JOB 1
Show each line of the records that contains the string "plant", copying every such line in full.

-- -- --

The statute of limitations does not run while a properly filed state habeas corpus petition is pending. 28 U.S.C. § 2244(d)(2): see Nino v. Galaza, 183 F.3d 1003, 1006 (9th Cir. 1999); see also Artuz v. Bennett, 531 U.S. 4, 8 (2000) (holding that "an application is 'properly filed' when its delivery and acceptance [by the appropriate court officer for placement into the record] are in compliance with the applicable laws and rules governing filings"). However, absent some other basis for tolling, the statute of limitations does run while a federal habeas petition is pending. Duncan v. Walker, 533 U.S. 167, 181-82 (2001).
Rule 4 of the Rules Governing Section 2254 Cases provides for summary dismissal of a habeas petition "[i]f it plainly appears from the face of the petition and any attached exhibits that the petitioner is not entitled to relief in the district court . . ." Rule 4, 28 U.S.C. foil. § 2254. It appears plain from this Petition that Petitioner is not presently entitled to federal habeas relief.

-- -- --

JOB 2
Update the habeas passage from "Rule 4 of the" to "federal habeas relief." so that "summary dismissal" becomes "summary denial", and write out that stretch with the change.

-- -- --

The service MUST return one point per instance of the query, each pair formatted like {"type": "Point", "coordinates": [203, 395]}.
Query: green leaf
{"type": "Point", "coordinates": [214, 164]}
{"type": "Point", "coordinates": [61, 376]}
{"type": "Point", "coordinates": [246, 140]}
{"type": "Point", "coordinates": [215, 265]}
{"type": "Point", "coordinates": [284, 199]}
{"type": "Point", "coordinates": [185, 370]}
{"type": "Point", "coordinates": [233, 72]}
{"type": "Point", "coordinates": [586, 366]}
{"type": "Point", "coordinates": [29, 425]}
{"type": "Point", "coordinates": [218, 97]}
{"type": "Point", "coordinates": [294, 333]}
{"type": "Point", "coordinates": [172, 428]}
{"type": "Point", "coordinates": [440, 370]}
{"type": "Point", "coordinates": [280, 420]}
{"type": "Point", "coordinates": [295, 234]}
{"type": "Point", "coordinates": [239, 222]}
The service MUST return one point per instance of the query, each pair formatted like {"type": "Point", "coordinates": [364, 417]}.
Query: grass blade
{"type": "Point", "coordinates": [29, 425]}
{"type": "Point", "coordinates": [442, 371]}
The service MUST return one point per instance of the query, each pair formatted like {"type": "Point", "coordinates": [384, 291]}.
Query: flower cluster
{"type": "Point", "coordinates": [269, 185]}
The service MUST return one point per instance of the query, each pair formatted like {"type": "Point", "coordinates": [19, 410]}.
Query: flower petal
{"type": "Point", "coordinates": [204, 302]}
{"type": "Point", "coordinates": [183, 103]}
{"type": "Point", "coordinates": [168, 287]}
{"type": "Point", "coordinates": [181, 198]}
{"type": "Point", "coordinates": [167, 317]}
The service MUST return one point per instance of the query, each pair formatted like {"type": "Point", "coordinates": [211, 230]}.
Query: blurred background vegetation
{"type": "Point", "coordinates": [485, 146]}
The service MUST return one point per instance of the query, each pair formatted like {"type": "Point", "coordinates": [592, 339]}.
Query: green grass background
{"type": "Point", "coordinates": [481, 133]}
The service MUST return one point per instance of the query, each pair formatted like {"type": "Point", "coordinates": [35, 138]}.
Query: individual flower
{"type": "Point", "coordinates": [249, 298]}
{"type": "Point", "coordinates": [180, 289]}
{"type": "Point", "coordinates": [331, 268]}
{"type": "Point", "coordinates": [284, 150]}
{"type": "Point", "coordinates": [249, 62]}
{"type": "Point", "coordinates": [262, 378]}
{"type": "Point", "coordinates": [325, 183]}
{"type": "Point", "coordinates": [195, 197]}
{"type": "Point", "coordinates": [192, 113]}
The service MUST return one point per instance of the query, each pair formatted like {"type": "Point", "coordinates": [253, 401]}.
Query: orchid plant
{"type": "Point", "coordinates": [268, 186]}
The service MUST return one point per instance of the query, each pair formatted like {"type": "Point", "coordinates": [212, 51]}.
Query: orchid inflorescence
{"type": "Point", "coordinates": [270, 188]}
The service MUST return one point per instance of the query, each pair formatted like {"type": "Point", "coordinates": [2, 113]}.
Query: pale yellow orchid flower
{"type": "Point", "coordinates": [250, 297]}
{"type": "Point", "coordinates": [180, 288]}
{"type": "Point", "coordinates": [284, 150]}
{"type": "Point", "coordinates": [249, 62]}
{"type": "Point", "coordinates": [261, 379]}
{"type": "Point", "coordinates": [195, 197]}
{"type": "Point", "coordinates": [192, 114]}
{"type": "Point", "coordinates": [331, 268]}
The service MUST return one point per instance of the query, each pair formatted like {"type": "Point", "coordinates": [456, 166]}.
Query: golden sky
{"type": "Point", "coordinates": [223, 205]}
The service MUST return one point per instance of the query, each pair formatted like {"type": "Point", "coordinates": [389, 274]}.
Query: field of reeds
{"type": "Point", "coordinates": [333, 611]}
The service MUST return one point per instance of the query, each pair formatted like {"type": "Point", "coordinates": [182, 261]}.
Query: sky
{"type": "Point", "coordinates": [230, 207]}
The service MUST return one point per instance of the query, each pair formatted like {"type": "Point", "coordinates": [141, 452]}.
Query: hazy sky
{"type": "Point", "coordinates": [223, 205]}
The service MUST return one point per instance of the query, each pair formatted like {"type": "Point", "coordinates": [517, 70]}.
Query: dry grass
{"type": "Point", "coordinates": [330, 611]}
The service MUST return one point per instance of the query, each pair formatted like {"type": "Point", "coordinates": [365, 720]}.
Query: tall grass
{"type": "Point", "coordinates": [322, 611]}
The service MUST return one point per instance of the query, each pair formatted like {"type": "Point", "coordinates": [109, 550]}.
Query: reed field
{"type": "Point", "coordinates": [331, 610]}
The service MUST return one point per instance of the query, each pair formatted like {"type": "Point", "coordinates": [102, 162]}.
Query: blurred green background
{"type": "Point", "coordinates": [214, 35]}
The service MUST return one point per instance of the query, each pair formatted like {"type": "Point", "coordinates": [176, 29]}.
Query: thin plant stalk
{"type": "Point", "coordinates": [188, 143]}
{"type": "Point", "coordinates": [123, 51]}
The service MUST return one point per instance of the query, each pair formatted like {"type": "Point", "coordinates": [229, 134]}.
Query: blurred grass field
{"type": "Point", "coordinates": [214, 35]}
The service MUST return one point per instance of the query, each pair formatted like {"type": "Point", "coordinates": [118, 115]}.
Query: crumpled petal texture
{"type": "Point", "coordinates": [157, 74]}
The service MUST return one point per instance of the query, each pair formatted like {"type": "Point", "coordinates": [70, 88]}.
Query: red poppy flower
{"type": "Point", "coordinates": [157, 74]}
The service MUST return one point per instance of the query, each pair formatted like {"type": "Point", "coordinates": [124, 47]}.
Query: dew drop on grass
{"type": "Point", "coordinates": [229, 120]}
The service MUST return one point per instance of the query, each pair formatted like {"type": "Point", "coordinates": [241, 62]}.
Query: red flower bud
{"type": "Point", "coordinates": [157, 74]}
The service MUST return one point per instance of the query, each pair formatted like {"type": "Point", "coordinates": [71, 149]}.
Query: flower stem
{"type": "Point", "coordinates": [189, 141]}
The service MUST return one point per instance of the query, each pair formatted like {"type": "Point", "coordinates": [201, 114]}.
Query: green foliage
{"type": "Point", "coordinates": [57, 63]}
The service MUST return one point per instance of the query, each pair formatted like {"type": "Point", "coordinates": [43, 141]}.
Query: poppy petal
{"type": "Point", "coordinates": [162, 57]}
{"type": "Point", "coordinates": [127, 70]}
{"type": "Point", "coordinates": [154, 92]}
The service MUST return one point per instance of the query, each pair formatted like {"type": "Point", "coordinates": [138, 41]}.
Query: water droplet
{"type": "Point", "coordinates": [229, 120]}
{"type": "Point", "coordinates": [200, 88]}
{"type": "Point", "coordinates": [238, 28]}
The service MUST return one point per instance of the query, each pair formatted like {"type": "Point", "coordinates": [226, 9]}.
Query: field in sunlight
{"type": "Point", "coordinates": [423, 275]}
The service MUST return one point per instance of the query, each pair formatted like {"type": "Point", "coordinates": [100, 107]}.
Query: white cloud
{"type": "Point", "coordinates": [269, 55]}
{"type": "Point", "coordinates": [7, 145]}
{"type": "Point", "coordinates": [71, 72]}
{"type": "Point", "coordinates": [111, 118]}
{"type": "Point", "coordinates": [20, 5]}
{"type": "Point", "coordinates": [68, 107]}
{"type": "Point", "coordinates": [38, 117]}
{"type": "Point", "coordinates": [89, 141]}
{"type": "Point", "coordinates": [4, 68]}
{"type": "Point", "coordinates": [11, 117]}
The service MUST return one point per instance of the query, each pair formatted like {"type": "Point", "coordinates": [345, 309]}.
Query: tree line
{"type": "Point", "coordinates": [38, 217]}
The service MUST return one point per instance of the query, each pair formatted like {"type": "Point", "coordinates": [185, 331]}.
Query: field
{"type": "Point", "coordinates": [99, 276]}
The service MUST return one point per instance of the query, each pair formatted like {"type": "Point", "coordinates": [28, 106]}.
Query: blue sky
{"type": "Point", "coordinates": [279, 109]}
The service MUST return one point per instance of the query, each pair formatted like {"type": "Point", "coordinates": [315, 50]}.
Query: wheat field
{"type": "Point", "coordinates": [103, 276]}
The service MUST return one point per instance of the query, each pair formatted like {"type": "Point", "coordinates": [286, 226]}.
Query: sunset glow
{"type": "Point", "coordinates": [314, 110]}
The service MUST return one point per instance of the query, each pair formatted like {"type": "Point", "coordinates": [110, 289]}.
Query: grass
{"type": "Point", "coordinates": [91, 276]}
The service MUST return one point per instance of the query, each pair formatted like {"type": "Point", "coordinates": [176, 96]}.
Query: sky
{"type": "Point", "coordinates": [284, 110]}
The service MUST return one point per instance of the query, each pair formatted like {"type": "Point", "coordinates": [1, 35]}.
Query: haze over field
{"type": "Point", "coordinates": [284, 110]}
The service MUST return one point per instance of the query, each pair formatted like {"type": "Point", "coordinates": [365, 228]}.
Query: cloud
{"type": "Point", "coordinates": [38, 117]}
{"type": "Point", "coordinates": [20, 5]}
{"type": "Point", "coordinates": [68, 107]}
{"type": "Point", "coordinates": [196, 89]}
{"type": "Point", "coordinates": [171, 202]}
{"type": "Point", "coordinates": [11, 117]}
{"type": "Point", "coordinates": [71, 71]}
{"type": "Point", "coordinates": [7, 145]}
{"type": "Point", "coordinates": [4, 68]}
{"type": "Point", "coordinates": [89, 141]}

-- -- --

TASK RESPONSE 1
Query: orchid plant
Query: thin plant stalk

TASK RESPONSE 2
Rule 4 of the Rules Governing Section 2254 Cases provides for summary denial of a habeas petition "[i]f it plainly appears from the face of the petition and any attached exhibits that the petitioner is not entitled to relief in the district court . . ." Rule 4, 28 U.S.C. foil. § 2254. It appears plain from this Petition that Petitioner is not presently entitled to federal habeas relief.